## BEGIN Supplied data
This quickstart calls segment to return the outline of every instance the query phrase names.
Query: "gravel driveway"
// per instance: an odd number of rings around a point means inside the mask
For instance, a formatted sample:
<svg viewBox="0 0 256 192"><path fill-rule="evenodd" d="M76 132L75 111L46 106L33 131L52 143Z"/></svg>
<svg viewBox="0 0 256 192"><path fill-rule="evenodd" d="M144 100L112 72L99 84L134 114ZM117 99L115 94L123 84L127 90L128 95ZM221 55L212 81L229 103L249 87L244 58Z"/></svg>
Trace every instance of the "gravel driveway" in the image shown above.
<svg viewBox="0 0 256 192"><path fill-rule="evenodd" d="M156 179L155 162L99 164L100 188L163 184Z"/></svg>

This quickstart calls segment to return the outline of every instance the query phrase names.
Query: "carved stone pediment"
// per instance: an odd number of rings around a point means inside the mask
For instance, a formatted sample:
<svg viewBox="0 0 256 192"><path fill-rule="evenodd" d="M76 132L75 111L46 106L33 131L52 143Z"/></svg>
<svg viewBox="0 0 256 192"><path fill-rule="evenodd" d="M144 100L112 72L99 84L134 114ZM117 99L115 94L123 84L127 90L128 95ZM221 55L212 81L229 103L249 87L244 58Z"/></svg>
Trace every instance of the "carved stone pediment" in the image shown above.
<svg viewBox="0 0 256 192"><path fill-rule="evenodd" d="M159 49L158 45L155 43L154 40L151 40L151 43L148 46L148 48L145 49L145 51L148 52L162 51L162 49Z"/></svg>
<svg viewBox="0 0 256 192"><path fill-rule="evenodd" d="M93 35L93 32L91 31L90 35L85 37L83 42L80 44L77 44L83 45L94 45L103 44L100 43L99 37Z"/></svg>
## END Supplied data
What the task asks :: List each line in the records above that contains the string "shown". Case matters.

Result of the exercise ::
Trace every instance of the "gravel driveway" in the image shown above.
Trace every instance of the "carved stone pediment" in the image shown above.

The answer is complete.